*Goal*: Count the lines below that contain the string "black", treating uppercase and lowercase as different. Give only the number.

*Task inputs*:
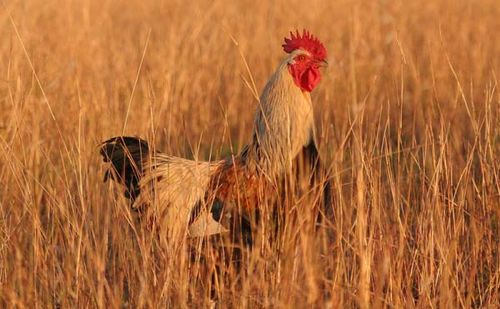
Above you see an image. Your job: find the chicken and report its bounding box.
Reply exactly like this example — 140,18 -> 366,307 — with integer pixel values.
101,30 -> 327,245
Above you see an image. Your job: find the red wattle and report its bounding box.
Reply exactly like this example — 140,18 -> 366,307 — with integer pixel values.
290,65 -> 321,92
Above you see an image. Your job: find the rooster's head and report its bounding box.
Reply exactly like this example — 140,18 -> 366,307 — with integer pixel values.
283,30 -> 328,92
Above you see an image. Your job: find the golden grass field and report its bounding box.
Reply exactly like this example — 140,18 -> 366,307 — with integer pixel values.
0,0 -> 500,308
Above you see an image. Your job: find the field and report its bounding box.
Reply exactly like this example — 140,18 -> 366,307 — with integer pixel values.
0,0 -> 500,308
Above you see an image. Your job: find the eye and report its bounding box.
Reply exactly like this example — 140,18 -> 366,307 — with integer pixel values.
295,55 -> 306,61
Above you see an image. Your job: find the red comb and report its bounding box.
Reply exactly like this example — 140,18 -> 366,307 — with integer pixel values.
282,29 -> 326,60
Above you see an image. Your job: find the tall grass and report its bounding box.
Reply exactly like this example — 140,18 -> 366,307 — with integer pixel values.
0,0 -> 500,308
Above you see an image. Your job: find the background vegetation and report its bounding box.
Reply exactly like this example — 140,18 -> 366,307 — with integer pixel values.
0,0 -> 500,308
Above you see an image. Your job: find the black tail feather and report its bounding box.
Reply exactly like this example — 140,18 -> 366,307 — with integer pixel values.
100,136 -> 149,201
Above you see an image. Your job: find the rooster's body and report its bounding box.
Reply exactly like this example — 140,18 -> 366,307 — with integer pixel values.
101,32 -> 326,243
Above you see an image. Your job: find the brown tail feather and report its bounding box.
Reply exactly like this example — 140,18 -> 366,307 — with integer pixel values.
100,136 -> 149,202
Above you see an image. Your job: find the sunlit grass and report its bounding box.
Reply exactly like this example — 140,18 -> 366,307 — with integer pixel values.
0,0 -> 500,308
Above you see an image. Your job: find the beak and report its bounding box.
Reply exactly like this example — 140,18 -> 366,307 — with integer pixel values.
317,60 -> 328,68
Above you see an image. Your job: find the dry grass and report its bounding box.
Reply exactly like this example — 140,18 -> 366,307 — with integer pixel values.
0,0 -> 500,308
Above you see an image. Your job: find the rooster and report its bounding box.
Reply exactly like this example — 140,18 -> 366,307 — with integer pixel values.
100,30 -> 329,245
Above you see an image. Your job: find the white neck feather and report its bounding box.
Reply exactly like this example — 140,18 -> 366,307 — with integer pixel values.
247,54 -> 314,177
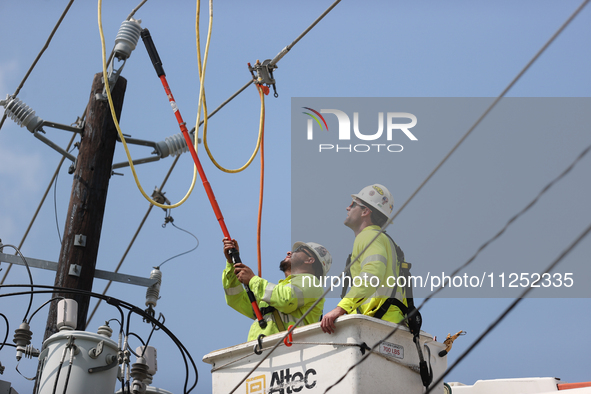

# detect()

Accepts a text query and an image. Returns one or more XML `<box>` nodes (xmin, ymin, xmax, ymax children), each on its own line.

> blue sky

<box><xmin>0</xmin><ymin>0</ymin><xmax>591</xmax><ymax>393</ymax></box>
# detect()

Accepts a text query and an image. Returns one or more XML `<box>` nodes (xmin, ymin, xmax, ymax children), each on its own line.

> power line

<box><xmin>326</xmin><ymin>139</ymin><xmax>591</xmax><ymax>391</ymax></box>
<box><xmin>231</xmin><ymin>0</ymin><xmax>590</xmax><ymax>393</ymax></box>
<box><xmin>0</xmin><ymin>133</ymin><xmax>76</xmax><ymax>285</ymax></box>
<box><xmin>0</xmin><ymin>0</ymin><xmax>74</xmax><ymax>129</ymax></box>
<box><xmin>426</xmin><ymin>220</ymin><xmax>591</xmax><ymax>394</ymax></box>
<box><xmin>86</xmin><ymin>0</ymin><xmax>341</xmax><ymax>326</ymax></box>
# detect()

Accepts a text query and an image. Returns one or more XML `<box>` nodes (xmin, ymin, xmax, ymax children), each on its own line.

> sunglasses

<box><xmin>293</xmin><ymin>245</ymin><xmax>315</xmax><ymax>258</ymax></box>
<box><xmin>349</xmin><ymin>201</ymin><xmax>367</xmax><ymax>209</ymax></box>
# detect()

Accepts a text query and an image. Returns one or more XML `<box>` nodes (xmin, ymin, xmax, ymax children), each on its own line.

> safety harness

<box><xmin>341</xmin><ymin>230</ymin><xmax>433</xmax><ymax>388</ymax></box>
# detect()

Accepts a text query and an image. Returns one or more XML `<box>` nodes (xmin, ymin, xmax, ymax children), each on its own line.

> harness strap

<box><xmin>261</xmin><ymin>306</ymin><xmax>285</xmax><ymax>331</ymax></box>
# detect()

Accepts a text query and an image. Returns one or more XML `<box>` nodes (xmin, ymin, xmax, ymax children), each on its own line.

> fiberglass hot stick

<box><xmin>141</xmin><ymin>29</ymin><xmax>267</xmax><ymax>328</ymax></box>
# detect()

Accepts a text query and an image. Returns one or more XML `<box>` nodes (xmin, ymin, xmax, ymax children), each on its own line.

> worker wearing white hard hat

<box><xmin>321</xmin><ymin>184</ymin><xmax>407</xmax><ymax>334</ymax></box>
<box><xmin>222</xmin><ymin>238</ymin><xmax>332</xmax><ymax>341</ymax></box>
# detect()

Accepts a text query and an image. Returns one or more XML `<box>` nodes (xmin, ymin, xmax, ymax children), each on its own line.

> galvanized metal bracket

<box><xmin>68</xmin><ymin>264</ymin><xmax>82</xmax><ymax>278</ymax></box>
<box><xmin>0</xmin><ymin>253</ymin><xmax>158</xmax><ymax>287</ymax></box>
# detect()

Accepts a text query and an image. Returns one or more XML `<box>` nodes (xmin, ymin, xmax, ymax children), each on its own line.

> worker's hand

<box><xmin>320</xmin><ymin>306</ymin><xmax>347</xmax><ymax>334</ymax></box>
<box><xmin>223</xmin><ymin>237</ymin><xmax>240</xmax><ymax>264</ymax></box>
<box><xmin>234</xmin><ymin>263</ymin><xmax>254</xmax><ymax>286</ymax></box>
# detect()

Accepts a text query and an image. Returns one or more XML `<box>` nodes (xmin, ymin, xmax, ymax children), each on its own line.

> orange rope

<box><xmin>256</xmin><ymin>85</ymin><xmax>269</xmax><ymax>278</ymax></box>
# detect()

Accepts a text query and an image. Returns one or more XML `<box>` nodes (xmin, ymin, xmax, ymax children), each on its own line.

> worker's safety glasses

<box><xmin>349</xmin><ymin>200</ymin><xmax>367</xmax><ymax>209</ymax></box>
<box><xmin>293</xmin><ymin>245</ymin><xmax>314</xmax><ymax>258</ymax></box>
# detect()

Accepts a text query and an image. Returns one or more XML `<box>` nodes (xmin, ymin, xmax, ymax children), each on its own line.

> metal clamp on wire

<box><xmin>0</xmin><ymin>95</ymin><xmax>84</xmax><ymax>163</ymax></box>
<box><xmin>253</xmin><ymin>334</ymin><xmax>265</xmax><ymax>356</ymax></box>
<box><xmin>97</xmin><ymin>18</ymin><xmax>142</xmax><ymax>101</ymax></box>
<box><xmin>248</xmin><ymin>59</ymin><xmax>279</xmax><ymax>98</ymax></box>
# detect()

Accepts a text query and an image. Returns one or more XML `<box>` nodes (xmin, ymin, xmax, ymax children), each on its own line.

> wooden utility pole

<box><xmin>43</xmin><ymin>73</ymin><xmax>127</xmax><ymax>340</ymax></box>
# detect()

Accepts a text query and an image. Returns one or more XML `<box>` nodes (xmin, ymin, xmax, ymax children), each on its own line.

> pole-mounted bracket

<box><xmin>68</xmin><ymin>264</ymin><xmax>82</xmax><ymax>278</ymax></box>
<box><xmin>74</xmin><ymin>234</ymin><xmax>86</xmax><ymax>247</ymax></box>
<box><xmin>0</xmin><ymin>253</ymin><xmax>158</xmax><ymax>287</ymax></box>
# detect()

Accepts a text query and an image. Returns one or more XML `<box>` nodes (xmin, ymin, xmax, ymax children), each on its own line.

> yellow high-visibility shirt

<box><xmin>338</xmin><ymin>225</ymin><xmax>407</xmax><ymax>323</ymax></box>
<box><xmin>222</xmin><ymin>262</ymin><xmax>324</xmax><ymax>341</ymax></box>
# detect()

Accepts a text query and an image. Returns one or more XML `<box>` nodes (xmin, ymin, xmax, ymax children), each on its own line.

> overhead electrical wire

<box><xmin>98</xmin><ymin>0</ymin><xmax>211</xmax><ymax>209</ymax></box>
<box><xmin>426</xmin><ymin>220</ymin><xmax>591</xmax><ymax>394</ymax></box>
<box><xmin>0</xmin><ymin>243</ymin><xmax>34</xmax><ymax>323</ymax></box>
<box><xmin>203</xmin><ymin>85</ymin><xmax>265</xmax><ymax>174</ymax></box>
<box><xmin>0</xmin><ymin>134</ymin><xmax>76</xmax><ymax>285</ymax></box>
<box><xmin>231</xmin><ymin>0</ymin><xmax>591</xmax><ymax>393</ymax></box>
<box><xmin>0</xmin><ymin>0</ymin><xmax>74</xmax><ymax>129</ymax></box>
<box><xmin>154</xmin><ymin>222</ymin><xmax>199</xmax><ymax>269</ymax></box>
<box><xmin>86</xmin><ymin>155</ymin><xmax>180</xmax><ymax>327</ymax></box>
<box><xmin>125</xmin><ymin>0</ymin><xmax>148</xmax><ymax>20</ymax></box>
<box><xmin>86</xmin><ymin>0</ymin><xmax>341</xmax><ymax>326</ymax></box>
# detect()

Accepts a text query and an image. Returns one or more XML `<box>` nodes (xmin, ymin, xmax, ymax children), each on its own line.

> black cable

<box><xmin>127</xmin><ymin>332</ymin><xmax>146</xmax><ymax>357</ymax></box>
<box><xmin>0</xmin><ymin>0</ymin><xmax>74</xmax><ymax>129</ymax></box>
<box><xmin>425</xmin><ymin>224</ymin><xmax>591</xmax><ymax>394</ymax></box>
<box><xmin>0</xmin><ymin>284</ymin><xmax>199</xmax><ymax>394</ymax></box>
<box><xmin>154</xmin><ymin>220</ymin><xmax>199</xmax><ymax>269</ymax></box>
<box><xmin>2</xmin><ymin>245</ymin><xmax>34</xmax><ymax>323</ymax></box>
<box><xmin>142</xmin><ymin>313</ymin><xmax>166</xmax><ymax>357</ymax></box>
<box><xmin>63</xmin><ymin>347</ymin><xmax>74</xmax><ymax>394</ymax></box>
<box><xmin>26</xmin><ymin>297</ymin><xmax>65</xmax><ymax>324</ymax></box>
<box><xmin>325</xmin><ymin>145</ymin><xmax>591</xmax><ymax>392</ymax></box>
<box><xmin>0</xmin><ymin>313</ymin><xmax>8</xmax><ymax>350</ymax></box>
<box><xmin>52</xmin><ymin>349</ymin><xmax>66</xmax><ymax>394</ymax></box>
<box><xmin>53</xmin><ymin>168</ymin><xmax>62</xmax><ymax>245</ymax></box>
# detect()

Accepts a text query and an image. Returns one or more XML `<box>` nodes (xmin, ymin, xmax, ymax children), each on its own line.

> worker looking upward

<box><xmin>222</xmin><ymin>238</ymin><xmax>332</xmax><ymax>341</ymax></box>
<box><xmin>320</xmin><ymin>184</ymin><xmax>407</xmax><ymax>334</ymax></box>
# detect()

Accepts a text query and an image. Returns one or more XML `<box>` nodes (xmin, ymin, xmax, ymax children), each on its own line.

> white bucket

<box><xmin>203</xmin><ymin>315</ymin><xmax>447</xmax><ymax>394</ymax></box>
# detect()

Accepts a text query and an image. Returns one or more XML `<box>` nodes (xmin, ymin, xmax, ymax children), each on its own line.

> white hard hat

<box><xmin>291</xmin><ymin>242</ymin><xmax>332</xmax><ymax>276</ymax></box>
<box><xmin>351</xmin><ymin>183</ymin><xmax>394</xmax><ymax>217</ymax></box>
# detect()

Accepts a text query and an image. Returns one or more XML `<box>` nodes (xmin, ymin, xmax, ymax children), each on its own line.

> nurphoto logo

<box><xmin>302</xmin><ymin>107</ymin><xmax>418</xmax><ymax>153</ymax></box>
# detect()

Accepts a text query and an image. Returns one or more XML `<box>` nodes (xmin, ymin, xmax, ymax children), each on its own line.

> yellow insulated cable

<box><xmin>98</xmin><ymin>0</ymin><xmax>211</xmax><ymax>209</ymax></box>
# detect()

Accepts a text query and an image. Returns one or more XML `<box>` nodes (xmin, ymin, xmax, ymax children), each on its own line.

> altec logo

<box><xmin>303</xmin><ymin>107</ymin><xmax>417</xmax><ymax>153</ymax></box>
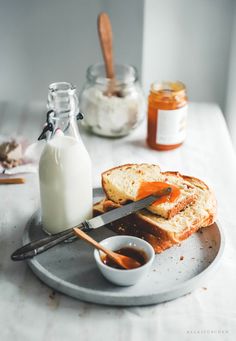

*Task output*: 2